# WHAT YOU WILL DO
Check every line below, and copy those that include "target".

# PROVIDED ENTRIES
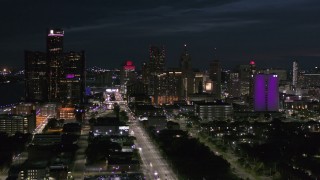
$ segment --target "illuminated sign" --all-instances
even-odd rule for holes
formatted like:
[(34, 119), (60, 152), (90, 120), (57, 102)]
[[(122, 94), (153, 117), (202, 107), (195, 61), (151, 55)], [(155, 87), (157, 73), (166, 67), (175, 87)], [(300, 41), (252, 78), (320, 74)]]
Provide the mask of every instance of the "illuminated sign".
[(119, 126), (119, 130), (129, 130), (129, 126)]
[(72, 79), (72, 78), (74, 78), (74, 77), (75, 77), (74, 74), (67, 74), (67, 75), (66, 75), (66, 78), (67, 78), (67, 79)]
[(206, 83), (206, 91), (212, 91), (212, 82)]
[(126, 71), (134, 71), (136, 69), (136, 66), (133, 65), (132, 61), (126, 61), (125, 65), (123, 66), (123, 69)]
[(63, 36), (63, 31), (54, 31), (53, 29), (50, 30), (48, 36)]
[(106, 89), (106, 92), (118, 92), (118, 89)]

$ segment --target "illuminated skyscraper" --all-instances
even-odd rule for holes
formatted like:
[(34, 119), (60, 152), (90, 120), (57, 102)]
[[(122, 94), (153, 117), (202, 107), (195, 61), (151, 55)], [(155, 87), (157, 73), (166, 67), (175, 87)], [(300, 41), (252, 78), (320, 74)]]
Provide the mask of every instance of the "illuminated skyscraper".
[(27, 101), (81, 104), (85, 89), (85, 55), (63, 52), (64, 31), (47, 31), (47, 52), (25, 52)]
[(182, 72), (181, 87), (183, 88), (183, 97), (180, 98), (188, 100), (188, 95), (195, 92), (195, 75), (192, 71), (191, 56), (186, 44), (184, 45), (184, 51), (180, 57), (180, 71)]
[(150, 62), (149, 68), (151, 73), (162, 73), (164, 71), (165, 50), (164, 47), (151, 46), (149, 49)]
[(128, 83), (130, 81), (132, 82), (137, 79), (135, 70), (136, 70), (136, 66), (130, 60), (125, 61), (125, 63), (121, 67), (121, 70), (120, 70), (121, 71), (120, 72), (121, 93), (126, 94)]
[(254, 110), (279, 110), (279, 80), (275, 74), (256, 74), (254, 76)]
[(248, 103), (249, 109), (253, 109), (253, 86), (254, 86), (254, 76), (256, 74), (256, 63), (251, 60), (249, 63), (249, 96), (248, 96)]
[(158, 83), (158, 75), (164, 72), (164, 63), (165, 63), (165, 50), (164, 47), (156, 47), (151, 46), (149, 49), (149, 58), (150, 61), (147, 64), (147, 68), (144, 70), (147, 70), (147, 76), (144, 81), (148, 84), (148, 94), (150, 96), (153, 96), (155, 101), (155, 104), (158, 104), (157, 102), (157, 96), (159, 94), (159, 83)]
[(250, 61), (249, 97), (253, 97), (253, 77), (256, 74), (256, 63)]
[[(184, 96), (185, 88), (183, 87), (181, 71), (170, 69), (157, 76), (157, 91), (154, 96), (154, 102), (157, 104), (172, 104)], [(184, 99), (184, 98), (183, 98)]]
[(27, 101), (47, 101), (46, 53), (25, 51), (25, 97)]
[(62, 76), (59, 79), (59, 99), (63, 103), (81, 104), (84, 102), (85, 53), (64, 53)]
[(49, 101), (59, 99), (60, 78), (63, 75), (63, 37), (61, 29), (48, 29), (47, 32), (47, 63), (49, 80)]

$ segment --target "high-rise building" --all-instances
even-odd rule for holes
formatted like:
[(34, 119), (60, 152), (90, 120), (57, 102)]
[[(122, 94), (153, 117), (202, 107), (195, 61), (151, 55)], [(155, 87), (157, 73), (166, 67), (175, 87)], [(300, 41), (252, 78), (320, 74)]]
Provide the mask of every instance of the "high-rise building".
[(184, 45), (184, 51), (181, 54), (181, 58), (180, 58), (180, 69), (182, 73), (188, 73), (192, 71), (191, 56), (188, 52), (186, 44)]
[(254, 76), (254, 111), (279, 110), (279, 80), (275, 74)]
[[(203, 93), (206, 92), (206, 82), (209, 80), (209, 76), (207, 72), (195, 72), (195, 93)], [(202, 91), (199, 91), (201, 88), (199, 86), (202, 85)], [(206, 92), (207, 93), (207, 92)]]
[(254, 62), (254, 61), (250, 61), (250, 71), (249, 71), (249, 73), (250, 73), (250, 76), (249, 76), (249, 78), (250, 78), (250, 80), (249, 80), (249, 84), (250, 84), (250, 86), (249, 86), (249, 97), (253, 97), (253, 77), (254, 77), (254, 75), (256, 74), (256, 63)]
[(213, 83), (213, 94), (221, 99), (221, 64), (219, 60), (210, 63), (209, 77)]
[(154, 96), (156, 104), (173, 104), (183, 98), (185, 88), (183, 86), (182, 72), (177, 70), (168, 70), (157, 76), (157, 91)]
[(165, 64), (165, 50), (164, 47), (151, 46), (149, 49), (149, 63), (143, 68), (144, 82), (148, 85), (148, 94), (153, 96), (154, 103), (158, 104), (157, 97), (158, 89), (158, 75), (164, 72)]
[[(182, 73), (183, 97), (181, 100), (188, 100), (188, 95), (195, 93), (195, 74), (192, 71), (191, 56), (187, 50), (187, 45), (184, 45), (184, 51), (180, 57), (180, 71)], [(181, 90), (180, 90), (181, 91)]]
[(47, 52), (25, 52), (27, 101), (84, 101), (85, 55), (63, 52), (64, 31), (48, 29)]
[(47, 101), (46, 53), (25, 51), (25, 97), (27, 101)]
[(127, 85), (130, 81), (135, 81), (137, 79), (136, 76), (136, 66), (132, 61), (126, 61), (120, 72), (120, 91), (123, 94), (127, 93)]
[(243, 64), (239, 65), (236, 68), (236, 71), (239, 73), (239, 80), (240, 80), (240, 94), (241, 95), (249, 95), (249, 87), (250, 87), (250, 65)]
[(142, 73), (142, 82), (147, 84), (149, 81), (149, 75), (150, 75), (148, 63), (146, 62), (142, 63), (141, 73)]
[(149, 49), (150, 61), (149, 68), (151, 73), (162, 73), (165, 64), (165, 50), (164, 47), (151, 46)]
[(228, 93), (230, 97), (240, 97), (241, 96), (241, 82), (239, 79), (239, 73), (230, 73), (230, 78), (228, 81)]
[(298, 63), (296, 61), (293, 62), (293, 67), (292, 67), (292, 87), (293, 89), (296, 89), (297, 87), (297, 82), (298, 82)]
[(278, 75), (279, 81), (287, 81), (288, 79), (288, 73), (285, 69), (265, 69), (265, 70), (259, 70), (260, 73), (263, 74), (276, 74)]
[(61, 29), (48, 29), (47, 63), (49, 81), (49, 100), (58, 100), (60, 94), (60, 78), (63, 74), (63, 37)]
[(64, 53), (62, 75), (59, 79), (59, 99), (63, 103), (81, 104), (85, 96), (85, 54)]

# ANSWER
$ segment --target "illuminated sign" --all-instances
$ segment --target "illuminated skyscraper" --all-instances
$ segment --target "high-rise building" --all-instances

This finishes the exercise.